§ **Data lines**:
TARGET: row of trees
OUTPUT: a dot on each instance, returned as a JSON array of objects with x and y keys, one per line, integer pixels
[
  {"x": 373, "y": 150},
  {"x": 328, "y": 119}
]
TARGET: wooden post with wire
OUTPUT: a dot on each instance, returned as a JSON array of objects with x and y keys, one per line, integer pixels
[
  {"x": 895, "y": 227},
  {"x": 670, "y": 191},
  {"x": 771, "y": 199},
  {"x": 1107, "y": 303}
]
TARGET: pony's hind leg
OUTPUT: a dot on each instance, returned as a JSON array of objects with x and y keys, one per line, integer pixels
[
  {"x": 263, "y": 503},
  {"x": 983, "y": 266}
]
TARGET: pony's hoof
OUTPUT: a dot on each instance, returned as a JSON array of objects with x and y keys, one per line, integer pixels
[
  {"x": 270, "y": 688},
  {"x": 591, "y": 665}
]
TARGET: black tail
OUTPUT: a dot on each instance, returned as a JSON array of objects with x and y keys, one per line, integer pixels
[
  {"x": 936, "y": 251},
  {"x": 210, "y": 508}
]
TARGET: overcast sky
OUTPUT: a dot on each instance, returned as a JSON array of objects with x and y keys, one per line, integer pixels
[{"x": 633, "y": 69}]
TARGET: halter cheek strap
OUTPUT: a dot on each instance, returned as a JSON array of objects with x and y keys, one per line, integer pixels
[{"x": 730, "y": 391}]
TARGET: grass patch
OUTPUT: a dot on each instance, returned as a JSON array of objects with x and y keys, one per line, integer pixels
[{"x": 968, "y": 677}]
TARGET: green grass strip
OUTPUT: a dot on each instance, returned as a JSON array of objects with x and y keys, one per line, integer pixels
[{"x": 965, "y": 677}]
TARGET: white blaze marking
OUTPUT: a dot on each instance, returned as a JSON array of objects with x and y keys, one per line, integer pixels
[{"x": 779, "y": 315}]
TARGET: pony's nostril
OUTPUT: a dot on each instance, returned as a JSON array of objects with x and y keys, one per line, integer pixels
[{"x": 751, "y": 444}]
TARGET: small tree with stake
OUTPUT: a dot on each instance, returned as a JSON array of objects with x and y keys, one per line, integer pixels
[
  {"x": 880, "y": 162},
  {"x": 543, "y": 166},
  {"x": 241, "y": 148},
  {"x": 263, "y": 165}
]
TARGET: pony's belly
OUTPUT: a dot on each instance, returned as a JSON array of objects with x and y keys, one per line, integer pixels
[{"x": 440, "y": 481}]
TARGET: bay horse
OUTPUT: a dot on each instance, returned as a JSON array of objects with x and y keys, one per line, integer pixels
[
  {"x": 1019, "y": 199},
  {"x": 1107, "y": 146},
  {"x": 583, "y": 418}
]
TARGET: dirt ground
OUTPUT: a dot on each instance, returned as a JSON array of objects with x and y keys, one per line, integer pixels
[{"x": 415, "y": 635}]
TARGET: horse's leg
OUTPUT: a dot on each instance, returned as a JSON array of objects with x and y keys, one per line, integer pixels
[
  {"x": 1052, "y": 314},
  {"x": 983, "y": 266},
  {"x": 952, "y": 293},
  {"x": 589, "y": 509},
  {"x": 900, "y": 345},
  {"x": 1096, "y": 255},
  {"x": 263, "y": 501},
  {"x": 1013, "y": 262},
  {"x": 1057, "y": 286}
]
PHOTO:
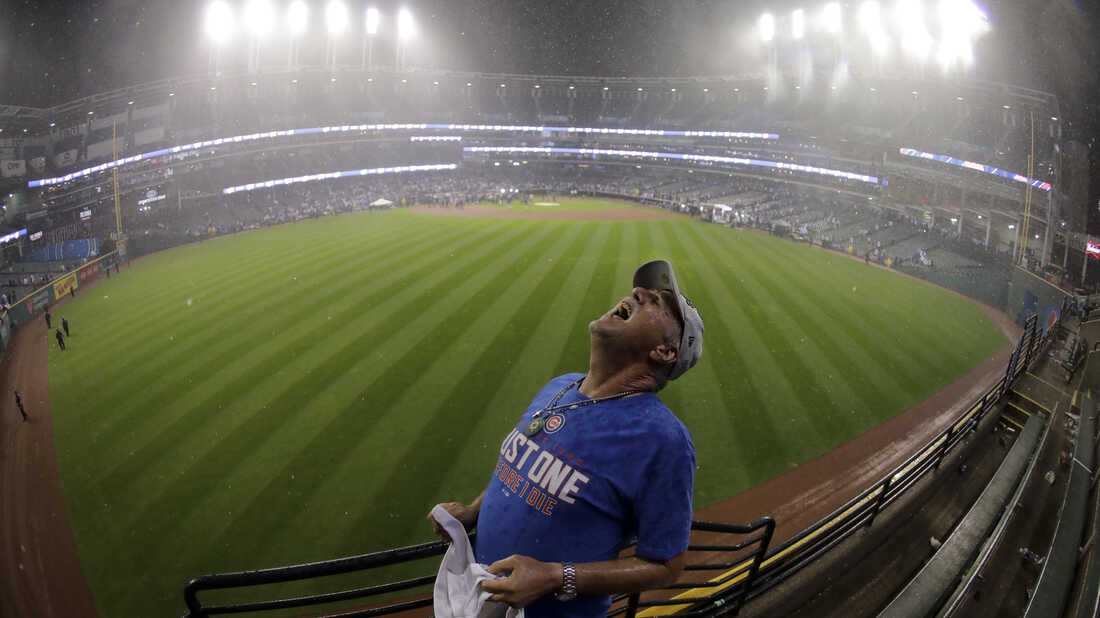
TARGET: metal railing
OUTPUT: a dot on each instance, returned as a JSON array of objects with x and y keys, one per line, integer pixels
[{"x": 739, "y": 560}]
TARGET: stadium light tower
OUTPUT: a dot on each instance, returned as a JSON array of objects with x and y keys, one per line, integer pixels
[
  {"x": 767, "y": 28},
  {"x": 870, "y": 23},
  {"x": 406, "y": 28},
  {"x": 219, "y": 28},
  {"x": 914, "y": 35},
  {"x": 798, "y": 23},
  {"x": 960, "y": 22},
  {"x": 831, "y": 18},
  {"x": 297, "y": 22},
  {"x": 372, "y": 29},
  {"x": 259, "y": 22},
  {"x": 336, "y": 22}
]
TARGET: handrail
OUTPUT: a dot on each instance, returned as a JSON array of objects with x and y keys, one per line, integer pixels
[
  {"x": 744, "y": 575},
  {"x": 722, "y": 595}
]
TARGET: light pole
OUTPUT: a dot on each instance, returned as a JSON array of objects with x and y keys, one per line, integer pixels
[
  {"x": 259, "y": 21},
  {"x": 406, "y": 28},
  {"x": 336, "y": 22},
  {"x": 297, "y": 21},
  {"x": 219, "y": 28},
  {"x": 372, "y": 29}
]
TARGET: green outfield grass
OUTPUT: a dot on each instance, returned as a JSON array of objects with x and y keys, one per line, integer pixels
[{"x": 309, "y": 390}]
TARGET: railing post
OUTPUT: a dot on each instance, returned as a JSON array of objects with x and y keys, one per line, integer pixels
[
  {"x": 631, "y": 605},
  {"x": 943, "y": 447},
  {"x": 194, "y": 607},
  {"x": 881, "y": 498},
  {"x": 761, "y": 551}
]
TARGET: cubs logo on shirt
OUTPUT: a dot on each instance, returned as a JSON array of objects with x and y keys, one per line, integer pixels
[{"x": 554, "y": 422}]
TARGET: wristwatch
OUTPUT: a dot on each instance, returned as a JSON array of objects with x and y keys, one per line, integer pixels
[{"x": 568, "y": 582}]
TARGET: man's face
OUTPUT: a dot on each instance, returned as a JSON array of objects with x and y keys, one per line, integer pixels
[{"x": 639, "y": 323}]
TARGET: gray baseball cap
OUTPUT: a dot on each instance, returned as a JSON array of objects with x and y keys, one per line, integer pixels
[{"x": 659, "y": 275}]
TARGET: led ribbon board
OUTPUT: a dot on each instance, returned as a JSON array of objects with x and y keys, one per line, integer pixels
[
  {"x": 13, "y": 235},
  {"x": 395, "y": 127},
  {"x": 1091, "y": 249},
  {"x": 977, "y": 167},
  {"x": 681, "y": 156},
  {"x": 330, "y": 175}
]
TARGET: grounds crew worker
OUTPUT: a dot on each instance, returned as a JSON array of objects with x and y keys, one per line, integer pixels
[{"x": 595, "y": 461}]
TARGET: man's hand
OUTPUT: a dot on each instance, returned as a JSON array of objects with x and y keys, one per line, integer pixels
[
  {"x": 465, "y": 514},
  {"x": 527, "y": 580}
]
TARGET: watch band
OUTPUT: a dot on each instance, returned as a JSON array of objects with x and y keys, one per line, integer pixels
[{"x": 568, "y": 582}]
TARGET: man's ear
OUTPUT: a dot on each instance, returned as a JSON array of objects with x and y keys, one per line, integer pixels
[{"x": 664, "y": 354}]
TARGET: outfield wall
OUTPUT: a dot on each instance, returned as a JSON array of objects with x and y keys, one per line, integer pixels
[{"x": 25, "y": 309}]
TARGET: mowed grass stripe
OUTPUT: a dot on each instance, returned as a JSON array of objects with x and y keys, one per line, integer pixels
[
  {"x": 451, "y": 393},
  {"x": 532, "y": 364},
  {"x": 807, "y": 331},
  {"x": 419, "y": 343},
  {"x": 183, "y": 423},
  {"x": 743, "y": 324},
  {"x": 211, "y": 356},
  {"x": 184, "y": 361},
  {"x": 309, "y": 449},
  {"x": 868, "y": 310},
  {"x": 880, "y": 312},
  {"x": 851, "y": 323},
  {"x": 196, "y": 359},
  {"x": 241, "y": 291},
  {"x": 889, "y": 304},
  {"x": 221, "y": 279},
  {"x": 705, "y": 398},
  {"x": 592, "y": 304},
  {"x": 253, "y": 443}
]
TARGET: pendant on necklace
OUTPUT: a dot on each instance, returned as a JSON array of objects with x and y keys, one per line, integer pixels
[{"x": 535, "y": 427}]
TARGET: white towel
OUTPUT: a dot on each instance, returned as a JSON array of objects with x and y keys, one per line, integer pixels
[{"x": 458, "y": 591}]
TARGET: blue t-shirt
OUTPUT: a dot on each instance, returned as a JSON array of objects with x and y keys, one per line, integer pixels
[{"x": 581, "y": 489}]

§ **Description of the task**: Which lines run from the one containing "TARGET: watch band" to the end of the entries above? Quote exactly those, and only those.

§ **Expected output**:
TARGET: watch band
OUTPUT: a dot on each instance, returned as a JSON array of objects with x and y keys, one per line, integer pixels
[{"x": 568, "y": 582}]
TARGET: man's ear
OUTPUT: a dot on each instance, returned as a JSON array of objects with x and y keys, one per line, integer pixels
[{"x": 664, "y": 354}]
TARGET: outfield wall
OUTPUT: a dot on each instance, returned as a JSON array of objects with x and y keys, one per line, integer pixels
[{"x": 25, "y": 309}]
TARGET: mowed grass stripe
OUTPUT: a dot on each instance, returned as a JSON array of objects with x and y keys, one per line, integer pixels
[
  {"x": 451, "y": 393},
  {"x": 532, "y": 364},
  {"x": 807, "y": 331},
  {"x": 419, "y": 343},
  {"x": 183, "y": 423},
  {"x": 743, "y": 324},
  {"x": 211, "y": 356},
  {"x": 184, "y": 361},
  {"x": 309, "y": 449},
  {"x": 868, "y": 310},
  {"x": 880, "y": 312},
  {"x": 851, "y": 323},
  {"x": 196, "y": 359},
  {"x": 241, "y": 291},
  {"x": 889, "y": 304},
  {"x": 221, "y": 279},
  {"x": 705, "y": 398},
  {"x": 592, "y": 304},
  {"x": 253, "y": 443}
]
TARGET: pendant on necklace
OUTPUT: a dot on each instance, returned as a JSON array of objects with x and y keys, one per line, integer pixels
[{"x": 535, "y": 427}]
TARGET: white towel
OUTPUT: a dot on each instance, returned as a JSON array of objects with x and y keys, one per line, integer pixels
[{"x": 458, "y": 591}]
TARGET: blue t-shirt
OUTPUT: a dot on each instance, returned as a JSON array of objects with x and y keys, one per line, integer pixels
[{"x": 581, "y": 489}]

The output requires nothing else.